◆ **ВАША ЗАДАЧА**
Отредактируйте фрагмент текста о пьесе «Ричард III» от слов «Сама пьеса, несомненно, является» до слов «или выражение страстей.» включительно, заменив «воображения» на «фантазии», и приведите этот фрагмент целиком.

◆ **ФРАГМЕНТ ИСТОЧНИКА**
То, как пьесы Шекспира обычно переделываются или, скорее, уродуются современными механиками, является позором для английской сцены. Лоскутный «Ричард III», который идет под прикрытием его имени и был изготовлен Сиббером, — яркий пример этого замечания.

Сама пьеса, несомненно, является очень мощным излиянием гения Шекспира. Основа характера Ричарда — это сочетание интеллектуальной силы с моральной порочностью, в котором Шекспир любил проявлять свою мощь, — дала полный простор, а также искушение для упражнения его воображения. Характер его героя почти везде преобладает и оставляет свой зловещий след повсюду. Оригинальная пьеса, однако, слишком длинна для представления, и есть несколько сцен, которыми лучше пожертвовать, чем сохранить, и при исключении которых она осталась бы законченным целым. Единственное правило для изменения Шекспира — это сокращать определенные пассажи, которые можно считать либо излишними, либо устаревшими, но не добавлять или переставлять что-либо. Компоновка и развитие сюжета, а также взаимный контраст и сочетание действующих лиц в целом управляются так же тонко, как развитие характеров или выражение страстей.

Это правило не соблюдалось в данном случае. Некоторые из наиболее важных и поразительных пассажей в главном характере были опущены, чтобы освободить место для праздных и неуместных отрывков из других пьес; единственным намерением которых, по-видимому, было сделать характер Ричарда как можно более гнусным и отвратительным. По-видимому, только для того, чтобы Глостер заколол короля Генриха на сцене, прекрасное резкое введение персонажа в начале пьесы теряется в утомительной хнычущей морали женолюбивого короля (взятой из другой пьесы); — мы говорим «утомительной», потому что она прерывает действие сцены и теряет свою красоту и эффект, не имея никакой понятной связи с предыдущим характером кроткого, благонамеренного монарха. Пассажи, которые должен декламировать несчастный Генрих, сами по себе прекрасны и патетичны, но они не имеют никакого отношения к миру, в котором Ричард должен «суетиться». В том же духе вульгарной карикатуры интерполирована сцена между Ричардом и леди Анной (когда она его жена) без всякого на то основания, просто чтобы удовлетворить эту излюбленную склонность к отвращению и омерзению. С той же извращенной последовательностью Ричард после своей последней роковой схватки поднимается каким-то гальваническим процессом, чтобы произнести проклятие, не имея никакого мотива, кроме чистой злобы, которое Шекспир так уместно вложил в уста Нортумберленда, услышавшего о смерти Перси. Чтобы освободить место для этих более чем ненужных дополнений, многие из самых ярких пассажей в настоящей пьесе были опущены из-за щегольства и невежества критиков суфлерской будки. Мы не имеем в виду настаивать только на пассажах, которые прекрасны как поэзия и для читателя, таких как сон Кларенса и т. д., но на тех, которые важны для понимания характера и особенно приспособлены для сценического эффекта. Мы приведем следующие в качестве примеров среди многих других. Первый — это сцена, где Ричард внезапно входит к королеве и ее друзьям, чтобы защитить себя:

‘Gloucester. They do me wrong, and I will not endure it.

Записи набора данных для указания
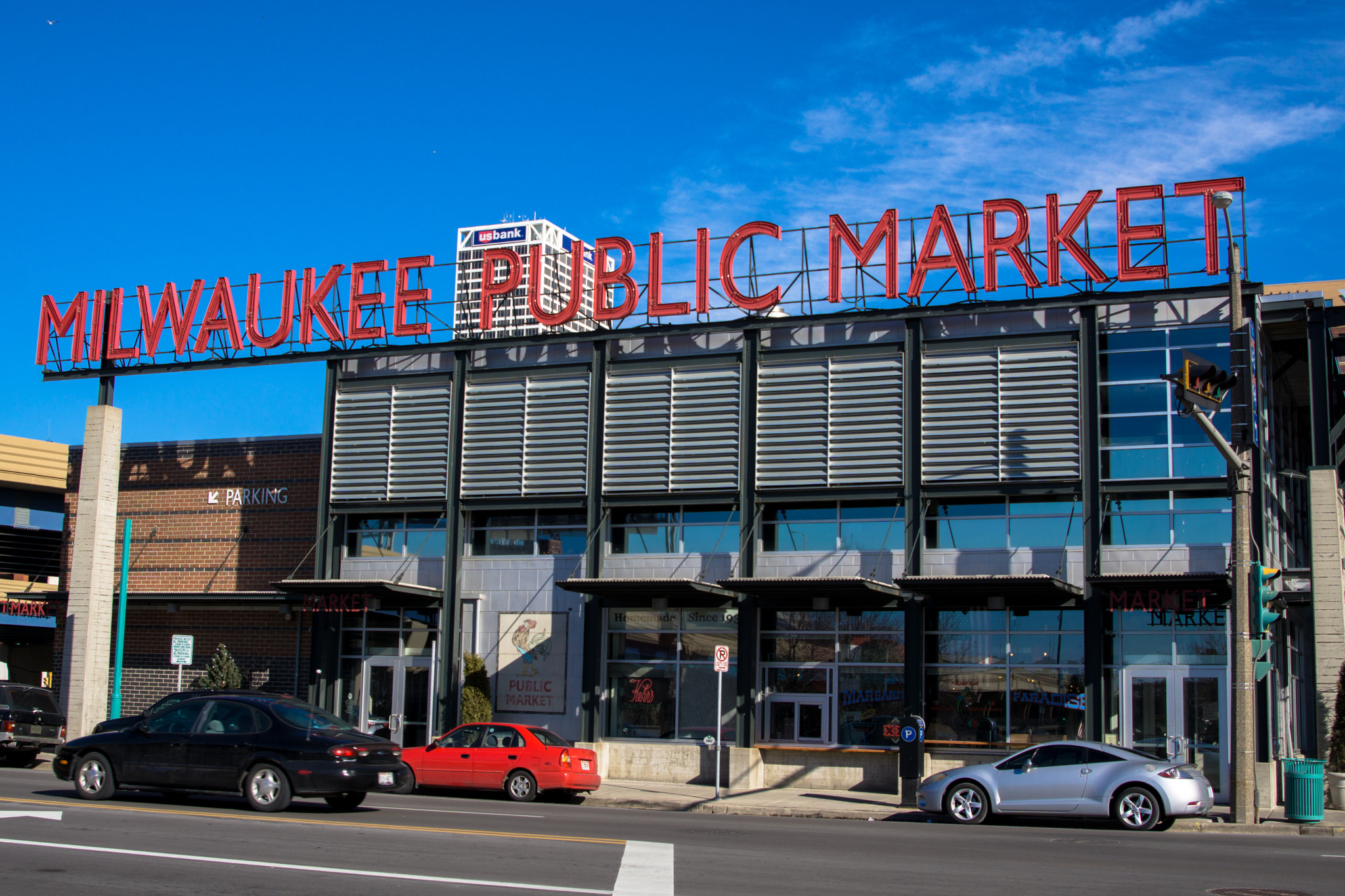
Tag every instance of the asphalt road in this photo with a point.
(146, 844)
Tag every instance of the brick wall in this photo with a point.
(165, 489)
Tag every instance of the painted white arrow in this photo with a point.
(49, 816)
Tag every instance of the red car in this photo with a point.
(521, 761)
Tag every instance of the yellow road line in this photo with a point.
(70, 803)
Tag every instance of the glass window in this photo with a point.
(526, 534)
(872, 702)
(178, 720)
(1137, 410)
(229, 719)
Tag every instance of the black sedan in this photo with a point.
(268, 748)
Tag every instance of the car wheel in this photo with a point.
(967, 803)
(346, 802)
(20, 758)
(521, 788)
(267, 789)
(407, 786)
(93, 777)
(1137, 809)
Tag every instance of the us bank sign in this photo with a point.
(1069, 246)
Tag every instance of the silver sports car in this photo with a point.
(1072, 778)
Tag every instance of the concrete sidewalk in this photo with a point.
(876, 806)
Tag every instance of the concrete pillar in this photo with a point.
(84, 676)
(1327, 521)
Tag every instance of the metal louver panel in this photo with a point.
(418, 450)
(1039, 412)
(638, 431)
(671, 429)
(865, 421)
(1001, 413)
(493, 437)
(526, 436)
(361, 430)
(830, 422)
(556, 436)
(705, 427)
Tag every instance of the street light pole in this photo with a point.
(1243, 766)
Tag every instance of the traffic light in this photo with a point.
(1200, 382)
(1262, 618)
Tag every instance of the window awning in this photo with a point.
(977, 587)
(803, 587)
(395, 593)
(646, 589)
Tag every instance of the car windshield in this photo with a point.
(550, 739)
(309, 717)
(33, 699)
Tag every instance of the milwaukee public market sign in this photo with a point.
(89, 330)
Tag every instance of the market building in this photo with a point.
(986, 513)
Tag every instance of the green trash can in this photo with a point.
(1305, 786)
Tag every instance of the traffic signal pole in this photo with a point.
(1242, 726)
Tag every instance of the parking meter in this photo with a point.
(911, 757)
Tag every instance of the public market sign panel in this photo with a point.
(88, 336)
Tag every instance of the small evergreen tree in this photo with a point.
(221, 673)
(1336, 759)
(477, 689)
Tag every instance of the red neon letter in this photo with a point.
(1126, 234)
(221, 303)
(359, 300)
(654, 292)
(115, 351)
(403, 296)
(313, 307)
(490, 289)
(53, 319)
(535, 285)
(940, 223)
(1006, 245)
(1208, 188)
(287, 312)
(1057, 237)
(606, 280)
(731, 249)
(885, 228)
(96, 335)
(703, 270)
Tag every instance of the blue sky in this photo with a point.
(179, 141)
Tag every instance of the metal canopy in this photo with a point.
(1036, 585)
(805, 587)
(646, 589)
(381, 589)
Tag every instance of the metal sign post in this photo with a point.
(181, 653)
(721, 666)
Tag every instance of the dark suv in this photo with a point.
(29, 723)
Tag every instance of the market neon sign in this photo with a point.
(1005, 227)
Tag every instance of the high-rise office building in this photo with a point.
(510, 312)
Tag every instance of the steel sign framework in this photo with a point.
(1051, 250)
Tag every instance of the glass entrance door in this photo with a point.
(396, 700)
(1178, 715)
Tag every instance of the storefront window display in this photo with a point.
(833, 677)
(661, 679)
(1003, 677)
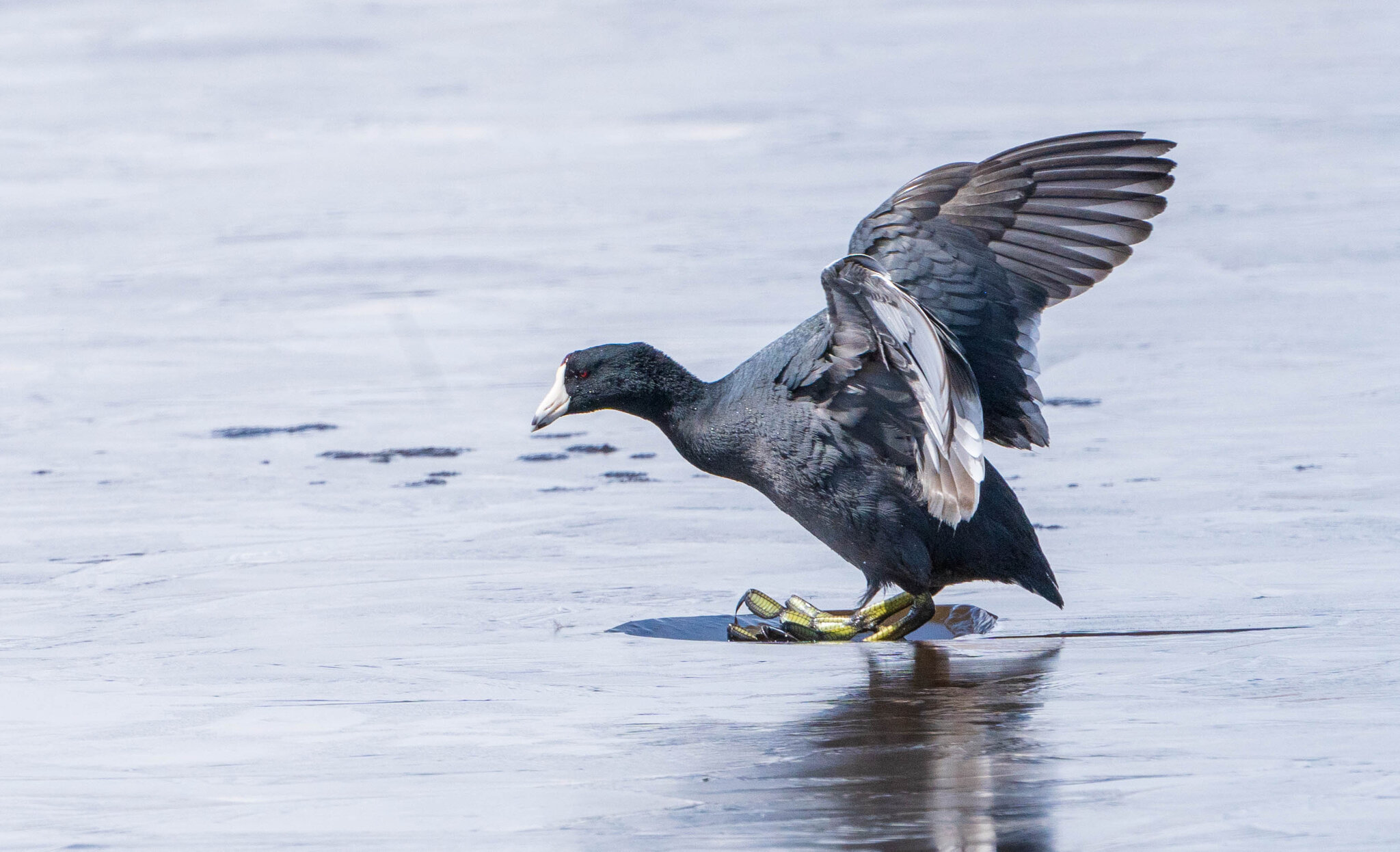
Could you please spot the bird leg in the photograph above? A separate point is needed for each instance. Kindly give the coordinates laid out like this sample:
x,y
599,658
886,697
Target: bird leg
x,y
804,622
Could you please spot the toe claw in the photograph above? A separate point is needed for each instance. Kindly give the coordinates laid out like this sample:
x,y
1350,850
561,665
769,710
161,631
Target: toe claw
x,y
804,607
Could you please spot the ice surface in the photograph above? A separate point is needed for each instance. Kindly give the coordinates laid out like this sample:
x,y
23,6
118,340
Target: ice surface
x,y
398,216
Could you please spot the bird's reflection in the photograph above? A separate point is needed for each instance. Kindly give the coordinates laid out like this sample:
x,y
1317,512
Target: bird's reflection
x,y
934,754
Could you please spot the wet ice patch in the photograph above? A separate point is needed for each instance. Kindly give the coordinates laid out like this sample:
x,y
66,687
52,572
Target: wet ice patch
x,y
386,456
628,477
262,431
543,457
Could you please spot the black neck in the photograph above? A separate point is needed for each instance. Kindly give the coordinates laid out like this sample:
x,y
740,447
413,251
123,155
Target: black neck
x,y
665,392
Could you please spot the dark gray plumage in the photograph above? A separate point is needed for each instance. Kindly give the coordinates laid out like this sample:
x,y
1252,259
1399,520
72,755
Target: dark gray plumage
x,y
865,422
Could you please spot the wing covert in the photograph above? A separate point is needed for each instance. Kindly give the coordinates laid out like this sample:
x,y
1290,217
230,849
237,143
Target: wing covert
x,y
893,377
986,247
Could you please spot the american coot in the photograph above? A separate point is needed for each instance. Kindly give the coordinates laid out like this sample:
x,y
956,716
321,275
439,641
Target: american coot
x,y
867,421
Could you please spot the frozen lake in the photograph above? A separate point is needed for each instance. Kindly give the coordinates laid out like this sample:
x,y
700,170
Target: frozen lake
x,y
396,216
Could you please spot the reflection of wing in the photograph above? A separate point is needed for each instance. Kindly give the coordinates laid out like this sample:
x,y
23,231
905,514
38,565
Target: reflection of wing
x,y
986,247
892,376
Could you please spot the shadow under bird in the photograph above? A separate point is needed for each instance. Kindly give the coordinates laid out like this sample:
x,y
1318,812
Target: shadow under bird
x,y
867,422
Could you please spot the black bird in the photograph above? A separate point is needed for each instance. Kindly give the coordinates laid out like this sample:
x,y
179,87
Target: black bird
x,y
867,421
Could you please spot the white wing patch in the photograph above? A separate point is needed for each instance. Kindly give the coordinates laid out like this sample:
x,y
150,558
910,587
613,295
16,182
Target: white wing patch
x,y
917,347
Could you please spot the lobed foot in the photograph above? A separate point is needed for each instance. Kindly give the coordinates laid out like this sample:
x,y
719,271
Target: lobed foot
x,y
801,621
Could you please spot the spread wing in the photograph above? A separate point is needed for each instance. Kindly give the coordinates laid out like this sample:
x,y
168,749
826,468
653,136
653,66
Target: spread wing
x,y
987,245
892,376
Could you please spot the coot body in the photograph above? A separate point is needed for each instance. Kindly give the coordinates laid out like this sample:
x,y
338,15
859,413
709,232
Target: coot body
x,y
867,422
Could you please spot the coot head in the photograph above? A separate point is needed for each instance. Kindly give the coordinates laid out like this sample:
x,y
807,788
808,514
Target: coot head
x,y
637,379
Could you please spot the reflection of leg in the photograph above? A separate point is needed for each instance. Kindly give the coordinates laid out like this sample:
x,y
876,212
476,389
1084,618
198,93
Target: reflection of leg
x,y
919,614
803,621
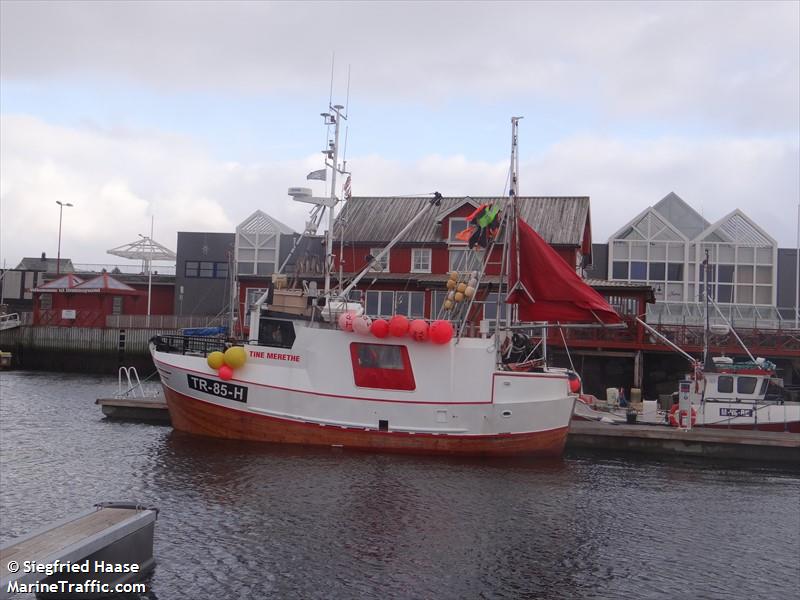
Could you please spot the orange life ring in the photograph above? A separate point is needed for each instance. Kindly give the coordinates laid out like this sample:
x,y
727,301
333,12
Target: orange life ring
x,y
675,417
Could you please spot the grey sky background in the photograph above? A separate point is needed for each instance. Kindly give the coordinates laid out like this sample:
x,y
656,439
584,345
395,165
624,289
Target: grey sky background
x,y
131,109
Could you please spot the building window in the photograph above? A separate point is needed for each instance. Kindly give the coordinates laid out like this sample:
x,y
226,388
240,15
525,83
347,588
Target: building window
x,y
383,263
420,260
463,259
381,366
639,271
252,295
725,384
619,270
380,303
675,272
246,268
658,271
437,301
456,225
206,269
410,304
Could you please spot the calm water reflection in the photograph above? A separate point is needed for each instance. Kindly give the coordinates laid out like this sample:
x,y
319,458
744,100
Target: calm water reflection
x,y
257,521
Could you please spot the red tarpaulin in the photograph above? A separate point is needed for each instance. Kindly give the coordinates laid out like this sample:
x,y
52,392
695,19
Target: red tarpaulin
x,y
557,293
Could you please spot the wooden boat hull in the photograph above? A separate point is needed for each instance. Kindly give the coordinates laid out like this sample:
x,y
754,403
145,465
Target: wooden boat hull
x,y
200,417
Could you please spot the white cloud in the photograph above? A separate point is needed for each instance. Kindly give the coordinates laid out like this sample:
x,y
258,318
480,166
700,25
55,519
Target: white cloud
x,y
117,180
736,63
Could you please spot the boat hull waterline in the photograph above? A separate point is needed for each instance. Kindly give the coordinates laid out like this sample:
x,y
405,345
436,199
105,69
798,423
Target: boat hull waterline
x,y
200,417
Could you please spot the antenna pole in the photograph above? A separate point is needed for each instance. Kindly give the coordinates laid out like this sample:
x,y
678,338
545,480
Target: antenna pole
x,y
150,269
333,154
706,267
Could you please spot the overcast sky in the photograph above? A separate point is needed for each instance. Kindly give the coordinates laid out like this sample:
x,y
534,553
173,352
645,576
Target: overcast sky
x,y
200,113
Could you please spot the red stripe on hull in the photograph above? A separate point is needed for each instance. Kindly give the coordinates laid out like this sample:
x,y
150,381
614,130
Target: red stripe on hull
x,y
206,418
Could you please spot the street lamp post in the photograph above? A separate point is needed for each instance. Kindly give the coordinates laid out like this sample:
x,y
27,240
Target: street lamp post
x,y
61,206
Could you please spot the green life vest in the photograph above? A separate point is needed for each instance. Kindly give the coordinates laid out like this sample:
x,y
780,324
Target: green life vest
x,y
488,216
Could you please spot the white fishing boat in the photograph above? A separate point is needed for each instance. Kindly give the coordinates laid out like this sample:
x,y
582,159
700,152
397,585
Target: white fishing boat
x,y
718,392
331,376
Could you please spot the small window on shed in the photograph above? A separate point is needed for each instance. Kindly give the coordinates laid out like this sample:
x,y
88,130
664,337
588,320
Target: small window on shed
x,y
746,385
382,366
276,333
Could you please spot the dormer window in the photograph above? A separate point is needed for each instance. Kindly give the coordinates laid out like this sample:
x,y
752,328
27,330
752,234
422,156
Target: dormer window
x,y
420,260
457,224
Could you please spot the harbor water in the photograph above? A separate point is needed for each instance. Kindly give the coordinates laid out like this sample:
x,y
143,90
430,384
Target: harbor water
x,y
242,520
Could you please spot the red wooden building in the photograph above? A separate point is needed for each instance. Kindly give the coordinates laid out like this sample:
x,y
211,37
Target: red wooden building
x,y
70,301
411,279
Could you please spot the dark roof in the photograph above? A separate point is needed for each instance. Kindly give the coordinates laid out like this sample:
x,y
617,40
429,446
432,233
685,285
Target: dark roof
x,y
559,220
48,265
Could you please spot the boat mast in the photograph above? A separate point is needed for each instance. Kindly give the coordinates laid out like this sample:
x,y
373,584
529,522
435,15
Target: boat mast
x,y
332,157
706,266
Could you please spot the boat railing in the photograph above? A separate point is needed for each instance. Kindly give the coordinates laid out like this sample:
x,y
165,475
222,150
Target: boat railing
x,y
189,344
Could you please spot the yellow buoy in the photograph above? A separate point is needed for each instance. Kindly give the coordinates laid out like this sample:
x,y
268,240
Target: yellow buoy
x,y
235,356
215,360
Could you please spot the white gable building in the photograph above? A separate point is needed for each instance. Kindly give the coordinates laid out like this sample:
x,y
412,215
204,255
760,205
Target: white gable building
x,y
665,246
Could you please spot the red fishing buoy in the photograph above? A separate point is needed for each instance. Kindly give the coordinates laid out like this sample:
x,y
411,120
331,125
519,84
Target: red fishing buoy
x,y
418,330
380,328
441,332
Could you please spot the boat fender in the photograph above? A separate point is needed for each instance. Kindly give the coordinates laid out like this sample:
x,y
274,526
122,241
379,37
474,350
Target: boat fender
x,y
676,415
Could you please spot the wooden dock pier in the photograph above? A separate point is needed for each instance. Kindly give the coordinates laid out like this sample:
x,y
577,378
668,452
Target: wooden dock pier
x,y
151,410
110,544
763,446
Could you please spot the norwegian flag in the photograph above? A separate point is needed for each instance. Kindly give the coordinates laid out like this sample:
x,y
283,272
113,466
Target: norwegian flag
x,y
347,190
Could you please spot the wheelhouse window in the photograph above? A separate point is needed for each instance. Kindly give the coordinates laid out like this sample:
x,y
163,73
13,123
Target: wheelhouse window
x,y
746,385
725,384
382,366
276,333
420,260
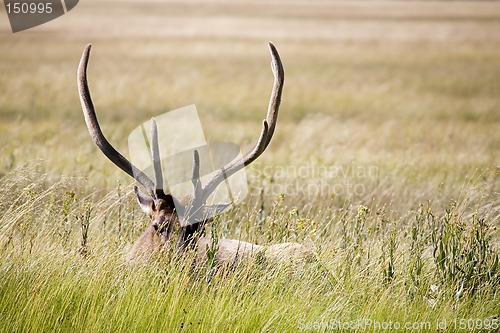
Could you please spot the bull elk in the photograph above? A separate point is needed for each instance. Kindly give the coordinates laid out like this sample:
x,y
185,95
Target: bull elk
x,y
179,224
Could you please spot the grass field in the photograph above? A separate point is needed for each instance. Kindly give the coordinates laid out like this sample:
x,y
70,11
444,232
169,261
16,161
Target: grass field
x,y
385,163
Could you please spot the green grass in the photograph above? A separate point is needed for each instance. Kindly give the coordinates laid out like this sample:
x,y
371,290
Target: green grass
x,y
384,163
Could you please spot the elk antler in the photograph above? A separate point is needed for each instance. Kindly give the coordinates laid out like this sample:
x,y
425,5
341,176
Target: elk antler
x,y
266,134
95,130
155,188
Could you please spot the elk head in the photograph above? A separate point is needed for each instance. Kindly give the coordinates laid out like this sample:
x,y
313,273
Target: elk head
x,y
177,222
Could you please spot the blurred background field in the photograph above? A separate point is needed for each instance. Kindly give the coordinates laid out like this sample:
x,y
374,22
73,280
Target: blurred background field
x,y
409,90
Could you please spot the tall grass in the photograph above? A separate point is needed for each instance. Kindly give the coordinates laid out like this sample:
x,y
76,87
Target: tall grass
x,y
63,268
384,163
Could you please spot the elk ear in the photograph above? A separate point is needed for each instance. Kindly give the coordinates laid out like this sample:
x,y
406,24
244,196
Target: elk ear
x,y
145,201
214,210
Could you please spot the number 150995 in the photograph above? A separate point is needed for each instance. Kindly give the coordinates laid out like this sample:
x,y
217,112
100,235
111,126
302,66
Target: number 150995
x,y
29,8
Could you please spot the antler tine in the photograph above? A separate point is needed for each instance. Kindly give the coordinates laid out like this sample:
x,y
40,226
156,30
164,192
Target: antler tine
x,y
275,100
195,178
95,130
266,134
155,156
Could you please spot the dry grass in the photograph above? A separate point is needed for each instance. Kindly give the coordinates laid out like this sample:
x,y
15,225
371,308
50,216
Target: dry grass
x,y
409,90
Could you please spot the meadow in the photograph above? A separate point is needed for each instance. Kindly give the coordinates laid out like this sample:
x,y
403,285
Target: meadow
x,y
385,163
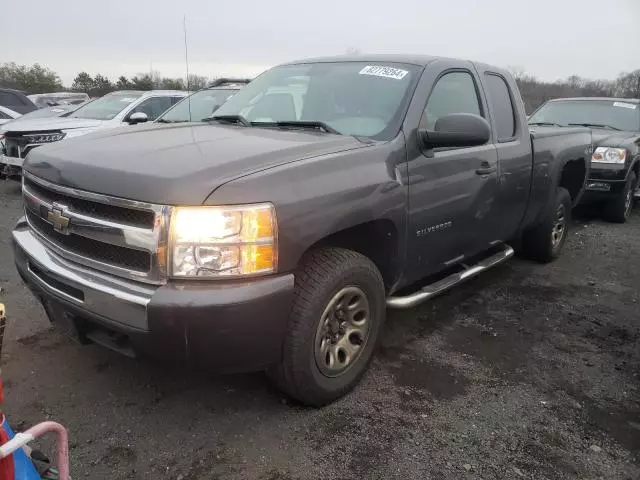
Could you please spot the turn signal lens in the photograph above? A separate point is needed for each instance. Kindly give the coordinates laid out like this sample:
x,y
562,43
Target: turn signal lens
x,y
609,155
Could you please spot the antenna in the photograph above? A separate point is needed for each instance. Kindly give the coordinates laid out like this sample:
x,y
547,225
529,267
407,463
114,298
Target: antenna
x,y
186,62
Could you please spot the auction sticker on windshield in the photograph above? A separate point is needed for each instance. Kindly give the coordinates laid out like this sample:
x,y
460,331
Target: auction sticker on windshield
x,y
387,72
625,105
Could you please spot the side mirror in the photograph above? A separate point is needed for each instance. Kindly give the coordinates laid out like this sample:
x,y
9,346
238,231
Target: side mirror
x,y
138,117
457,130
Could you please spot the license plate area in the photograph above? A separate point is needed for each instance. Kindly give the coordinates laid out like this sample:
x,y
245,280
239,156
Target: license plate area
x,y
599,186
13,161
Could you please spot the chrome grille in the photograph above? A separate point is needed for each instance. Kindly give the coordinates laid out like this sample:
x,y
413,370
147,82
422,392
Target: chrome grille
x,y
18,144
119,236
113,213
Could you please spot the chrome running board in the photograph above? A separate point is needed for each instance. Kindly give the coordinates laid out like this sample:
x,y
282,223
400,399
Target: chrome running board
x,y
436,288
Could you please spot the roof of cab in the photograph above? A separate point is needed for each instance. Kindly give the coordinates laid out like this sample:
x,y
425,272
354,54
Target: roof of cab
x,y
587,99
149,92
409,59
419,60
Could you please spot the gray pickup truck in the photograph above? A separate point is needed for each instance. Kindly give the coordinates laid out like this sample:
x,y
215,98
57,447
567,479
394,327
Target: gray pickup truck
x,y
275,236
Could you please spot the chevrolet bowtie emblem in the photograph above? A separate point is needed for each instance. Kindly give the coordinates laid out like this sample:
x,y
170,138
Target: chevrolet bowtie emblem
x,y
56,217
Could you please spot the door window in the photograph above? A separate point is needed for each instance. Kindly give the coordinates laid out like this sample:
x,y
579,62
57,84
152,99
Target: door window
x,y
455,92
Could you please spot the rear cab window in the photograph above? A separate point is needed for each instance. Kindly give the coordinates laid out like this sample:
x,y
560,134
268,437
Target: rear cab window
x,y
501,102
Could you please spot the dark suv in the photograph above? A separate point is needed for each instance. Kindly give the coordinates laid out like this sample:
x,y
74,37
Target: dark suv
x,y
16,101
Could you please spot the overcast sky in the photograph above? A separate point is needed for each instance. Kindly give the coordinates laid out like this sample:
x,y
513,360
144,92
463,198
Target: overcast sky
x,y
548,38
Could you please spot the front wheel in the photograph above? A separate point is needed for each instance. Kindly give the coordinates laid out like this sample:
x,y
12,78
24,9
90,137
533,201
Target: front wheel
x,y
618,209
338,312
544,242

◆ **ГОТОВОЕ РЕШЕНИЕ**
Сама пьеса, несомненно, является очень мощным излиянием гения Шекспира. Основа характера Ричарда — это сочетание интеллектуальной силы с моральной порочностью, в котором Шекспир любил проявлять свою мощь, — дала полный простор, а также искушение для упражнения его фантазии. Характер его героя почти везде преобладает и оставляет свой зловещий след повсюду. Оригинальная пьеса, однако, слишком длинна для представления, и есть несколько сцен, которыми лучше пожертвовать, чем сохранить, и при исключении которых она осталась бы законченным целым. Единственное правило для изменения Шекспира — это сокращать определенные пассажи, которые можно считать либо излишними, либо устаревшими, но не добавлять или переставлять что-либо. Компоновка и развитие сюжета, а также взаимный контраст и сочетание действующих лиц в целом управляются так же тонко, как развитие характеров или выражение страстей.